** Stated task **
Please transcribe the entries below word for word, from the line that contains "Task: annotate each instance of the plate" through the last line of the entries, including both ends.

----

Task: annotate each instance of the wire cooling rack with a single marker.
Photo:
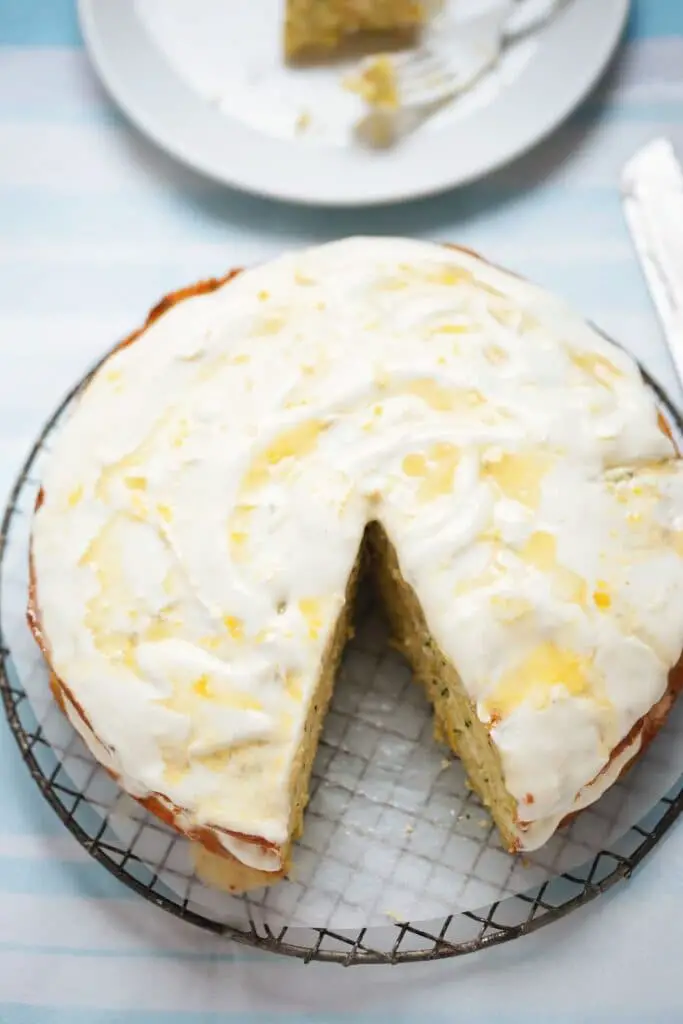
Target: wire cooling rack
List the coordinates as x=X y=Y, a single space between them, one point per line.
x=154 y=861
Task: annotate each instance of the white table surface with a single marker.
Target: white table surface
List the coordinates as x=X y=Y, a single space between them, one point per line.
x=94 y=225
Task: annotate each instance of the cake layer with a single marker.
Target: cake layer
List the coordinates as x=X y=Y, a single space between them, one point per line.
x=206 y=502
x=314 y=28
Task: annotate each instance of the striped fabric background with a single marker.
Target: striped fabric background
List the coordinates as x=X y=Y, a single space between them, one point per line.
x=94 y=225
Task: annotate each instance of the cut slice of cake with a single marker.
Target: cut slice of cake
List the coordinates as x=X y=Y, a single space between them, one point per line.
x=317 y=28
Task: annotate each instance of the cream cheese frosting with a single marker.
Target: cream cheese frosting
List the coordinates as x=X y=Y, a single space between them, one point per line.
x=205 y=503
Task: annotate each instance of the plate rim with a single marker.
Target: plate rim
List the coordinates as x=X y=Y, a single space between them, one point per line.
x=338 y=177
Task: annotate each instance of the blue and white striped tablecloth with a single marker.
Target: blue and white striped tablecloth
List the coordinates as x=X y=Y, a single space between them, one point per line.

----

** Answer to this exercise **
Task: annotate each instance of the plate rim with a single marker.
Target: plate rim
List the coordinates as x=X y=Y, a single space between them, one point per line.
x=338 y=177
Task: annotate each instance of the blue and white striped tablecloth with a single marker.
Target: blue and white striped tablecloth
List the coordinates as x=X y=Y, a single space between them, one point per line.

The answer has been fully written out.